▶ _Stated exercise_
Rewrite all of the records below, changing every "set one dot" to "place a single point" and leaving everything else as it is. Omit the pictures.

▶ _Given information_

▼

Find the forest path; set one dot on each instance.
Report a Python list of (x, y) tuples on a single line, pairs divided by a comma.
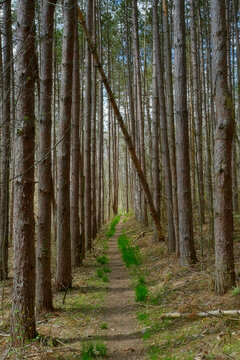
[(124, 337)]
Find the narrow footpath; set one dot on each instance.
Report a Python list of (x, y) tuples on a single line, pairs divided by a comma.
[(124, 337)]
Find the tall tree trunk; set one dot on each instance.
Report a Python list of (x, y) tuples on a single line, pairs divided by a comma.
[(5, 139), (163, 130), (75, 172), (123, 127), (223, 218), (45, 188), (64, 271), (155, 138), (186, 242), (94, 139), (23, 309), (170, 116), (88, 132), (139, 105), (197, 108)]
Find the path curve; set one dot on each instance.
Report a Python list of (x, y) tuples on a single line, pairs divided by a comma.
[(124, 333)]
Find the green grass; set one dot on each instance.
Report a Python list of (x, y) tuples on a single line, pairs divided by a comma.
[(130, 254), (141, 290), (103, 325), (103, 260), (112, 227), (236, 291), (92, 350), (101, 274)]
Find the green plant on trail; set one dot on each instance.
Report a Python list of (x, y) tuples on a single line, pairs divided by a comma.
[(92, 350), (130, 254), (103, 260), (103, 325), (112, 227), (101, 275), (106, 269), (141, 290), (236, 291)]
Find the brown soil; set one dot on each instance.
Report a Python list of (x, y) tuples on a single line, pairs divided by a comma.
[(123, 335)]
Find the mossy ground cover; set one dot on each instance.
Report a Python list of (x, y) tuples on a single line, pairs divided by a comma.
[(72, 330), (175, 289)]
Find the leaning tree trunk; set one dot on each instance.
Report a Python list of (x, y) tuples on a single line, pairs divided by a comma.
[(139, 106), (75, 170), (170, 117), (223, 218), (127, 138), (5, 139), (88, 131), (155, 139), (163, 131), (186, 242), (23, 309), (45, 188), (64, 272)]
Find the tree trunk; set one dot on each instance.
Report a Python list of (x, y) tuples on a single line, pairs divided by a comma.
[(123, 127), (170, 116), (45, 188), (186, 242), (163, 131), (64, 271), (88, 132), (23, 309), (5, 139), (75, 173), (223, 218)]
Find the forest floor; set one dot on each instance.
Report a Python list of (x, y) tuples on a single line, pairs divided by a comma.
[(115, 311)]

▲

▶ _Complete answer_
Find the forest path; place a single point on each instance.
Report a Python list of (x, y) tuples on a single line, pairs divided by a comma.
[(124, 337)]
Find the narrow footpath; place a single point on each instance.
Report a Python list of (x, y) tuples on a single line, pairs divided by a comma.
[(124, 337)]
Find the tall tree trunk; place a single point on each instance.
Report a Python list of (x, y) tuples on a single line, pairs divided by a comma.
[(5, 139), (163, 130), (75, 172), (123, 127), (223, 218), (45, 188), (64, 271), (155, 138), (186, 242), (94, 139), (23, 309), (170, 116), (88, 132), (139, 105), (197, 108)]
Find the path curve; place a single point on each instance.
Report a Python list of (x, y) tuples on a single line, pairs divided by a comma.
[(124, 333)]
Find the green grass; place a single point on each instance.
Report a Python list of (x, y) tuples on a single line, pairs divided by a comma.
[(130, 254), (141, 290), (103, 325), (103, 260), (112, 227), (236, 291), (92, 350), (101, 274)]
Find the green plant on trail; place a single point on each instance.
Report a Python list of (x, y) tuples on a single line, pairs divided by a comma.
[(92, 350), (130, 254), (103, 260), (103, 325), (112, 227), (101, 275), (106, 269), (141, 290), (236, 291)]
Find the brown soil; place a single point on each instance.
Report a Python list of (x, y) tuples on a single line, pairs divided by a comma.
[(123, 335)]
Find the mossy ground cover; place a single point on each instance.
Report a Python list of (x, y) tuples on a single line, pairs divided by a comma.
[(72, 330), (175, 289)]
Find the leaning tree trunk; place a single point on each instance.
Report a Python list of (x, y) tuples on a single line, pairs divided by a comma.
[(139, 106), (75, 170), (170, 117), (223, 218), (127, 138), (5, 139), (88, 131), (155, 139), (163, 131), (186, 242), (23, 309), (45, 188), (64, 272)]
Find the tree trunk; place a single point on each instance.
Report a Python list of (x, y) tuples on a single line, pairs divided by a comma.
[(123, 127), (170, 116), (45, 188), (186, 242), (163, 131), (64, 271), (88, 132), (23, 309), (5, 139), (75, 173), (223, 218)]
Find the forest floor; place a single point on each instance.
Report a Python list of (x, y) tuples on a single line, pairs divided by a comma.
[(115, 311)]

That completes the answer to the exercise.